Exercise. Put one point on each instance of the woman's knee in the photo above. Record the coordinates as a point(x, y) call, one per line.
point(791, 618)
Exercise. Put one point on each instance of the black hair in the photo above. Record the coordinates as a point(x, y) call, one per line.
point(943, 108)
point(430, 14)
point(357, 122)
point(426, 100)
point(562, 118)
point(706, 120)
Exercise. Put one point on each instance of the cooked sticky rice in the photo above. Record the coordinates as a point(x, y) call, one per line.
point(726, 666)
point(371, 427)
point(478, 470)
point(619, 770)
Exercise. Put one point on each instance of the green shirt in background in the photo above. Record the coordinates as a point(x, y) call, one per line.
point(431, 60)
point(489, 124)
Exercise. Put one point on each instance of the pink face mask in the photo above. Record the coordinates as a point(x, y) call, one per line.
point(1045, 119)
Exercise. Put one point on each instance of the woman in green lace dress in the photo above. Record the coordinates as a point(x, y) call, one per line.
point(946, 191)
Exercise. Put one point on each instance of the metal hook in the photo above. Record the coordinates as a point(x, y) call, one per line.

....................

Render the whole set of entries again, exactly as given.

Exercise. Put one point on each instance of the woman's knee in the photo above. Record the coordinates as a point(x, y) call, one per line.
point(791, 618)
Exercise. Put one point on each instance of the black hair in the photo above. Record the coordinates as a point(x, y) call, one per line.
point(943, 108)
point(430, 14)
point(357, 122)
point(426, 100)
point(562, 118)
point(706, 120)
Exercise. Put one point on each instance of the cooked sticky rice in the photo above. Record the coordinates as a point(x, y) call, one per line.
point(726, 666)
point(371, 427)
point(478, 470)
point(619, 770)
Exercise. Put one point on each instance of the green shirt in background in the photo above. Record the coordinates as a point(x, y) call, one per line.
point(431, 60)
point(489, 124)
Exercise. Put one point on each instance of the pink face mask in the photo above. Record the coordinates as a point(x, y) call, one per line.
point(1045, 119)
Exercise. Put one point on each instance of the woman in green lace dress in the photo above. Record the coordinates as a point(x, y) call, one per line.
point(946, 191)
Exercise. Put one point on each instance of the metal hook in the photo above. Record the coordinates as a point(x, y) call, one per line.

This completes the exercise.